**Source records**
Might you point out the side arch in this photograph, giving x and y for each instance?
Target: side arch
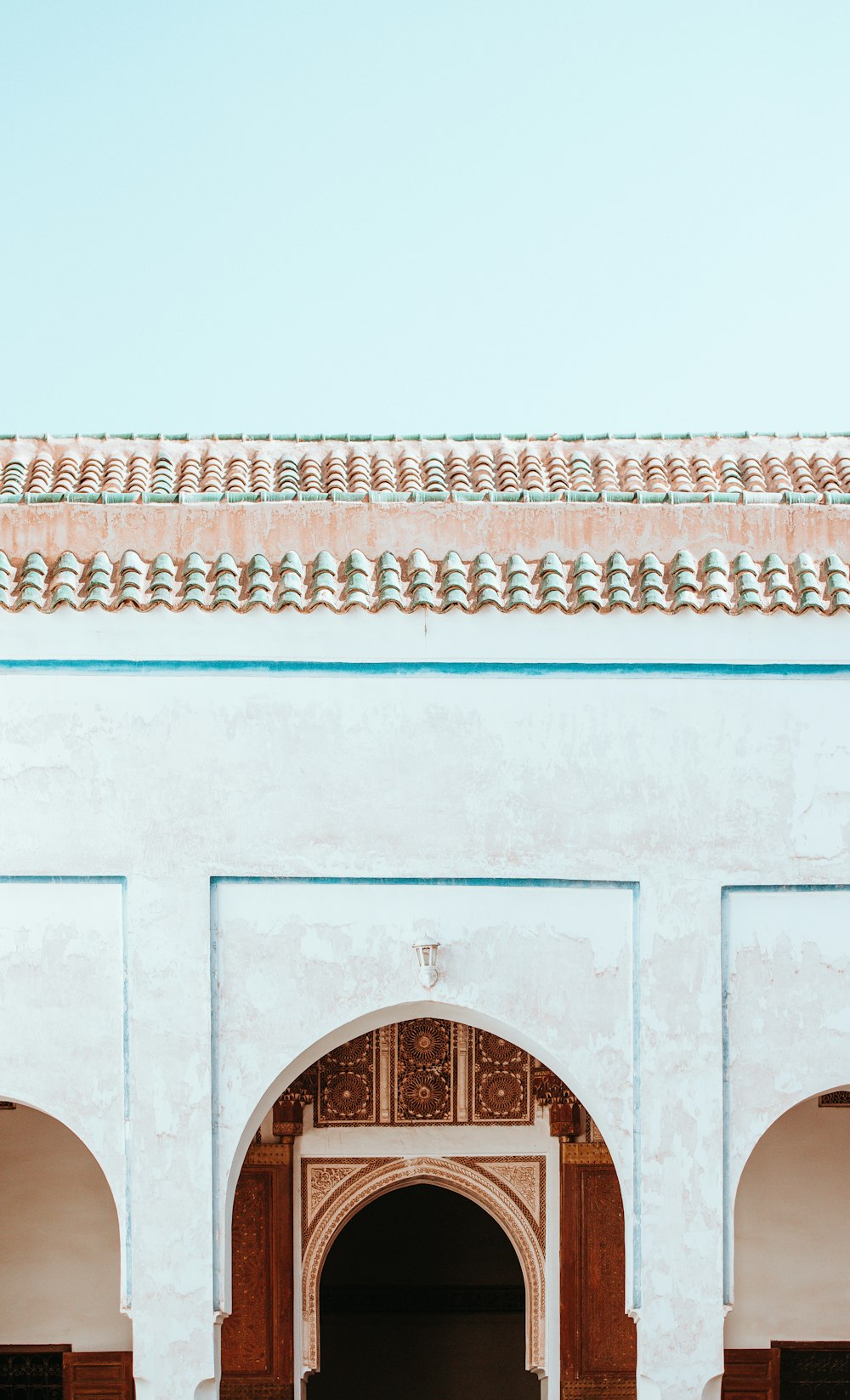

==

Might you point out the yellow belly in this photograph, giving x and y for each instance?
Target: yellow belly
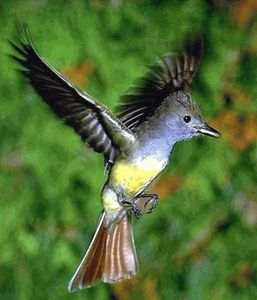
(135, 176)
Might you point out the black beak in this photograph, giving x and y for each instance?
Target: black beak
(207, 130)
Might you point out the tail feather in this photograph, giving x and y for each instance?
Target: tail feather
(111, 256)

**Problem**
Find all lines in the records that hold the word "arch". Copy them.

**Problem solution**
Might you point out the side arch in this photograph, giving x and y for each instance?
Target: side arch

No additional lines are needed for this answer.